Complete the following »
**A)** According to the seminar announcement, which of the three equivalent conditions makes a class H learnable by any ERM learner?
**B)** Continue the seminar announcement on learnability, starting right after its final sentence.

Text shown »

____________________

When: Thursday, December 13th, 14h00 - 16h00

Where: Telecom Paristech, room l'amphi Saphir

(6 Rue Barrault, 75013 Paris, France)

Who: Shai Ben-David (Professor of Computer Science at the University of Waterloo)

Title: Learnability, uniform convergence and finiteness of a combinatorial dimension

Abstract: Vapnik's "Fundamental theorem of statistical learning" states that for binary classification prediction

the following conditions of a class H of predictors are equivalent:

1) H is PAC learnable (in both the realizable and the agnostic cases)

2) H has the uniform convergence property (hence learnable by any ERM learner).

3) H has a finite VC dimension

However, for other natural learning scenarios this equivalence breaks down.

____________________

Recorded information »

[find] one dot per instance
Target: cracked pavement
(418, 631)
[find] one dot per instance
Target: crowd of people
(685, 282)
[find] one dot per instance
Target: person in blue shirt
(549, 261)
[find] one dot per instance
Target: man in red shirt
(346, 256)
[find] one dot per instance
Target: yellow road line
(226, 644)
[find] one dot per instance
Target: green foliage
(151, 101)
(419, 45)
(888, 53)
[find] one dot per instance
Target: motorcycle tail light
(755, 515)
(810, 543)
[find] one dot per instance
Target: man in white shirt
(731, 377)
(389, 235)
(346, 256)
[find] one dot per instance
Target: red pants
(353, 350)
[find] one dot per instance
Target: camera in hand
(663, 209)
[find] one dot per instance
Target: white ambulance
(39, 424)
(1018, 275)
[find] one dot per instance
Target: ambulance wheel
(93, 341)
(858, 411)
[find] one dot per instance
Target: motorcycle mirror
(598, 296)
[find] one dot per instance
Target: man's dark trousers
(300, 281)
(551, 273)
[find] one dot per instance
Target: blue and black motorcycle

____________________

Answers provided »
**A)** The uniform convergence property.

**B)**
This has been shown for a general model of learning by Shalev-Shwartz et al

for a model of learning from unlabeled samples when the labeling rule is known by Ben-David et al

and for multi-class learning by Daniely et al (http://amitdaniely.com/multiclass.pdf).

In this tutorial I will survey those results, where learnability holds in spite of the failure of uniform convergence.

I shall discuss what is known about the existence of a dimension that characterizes learnability in such cases.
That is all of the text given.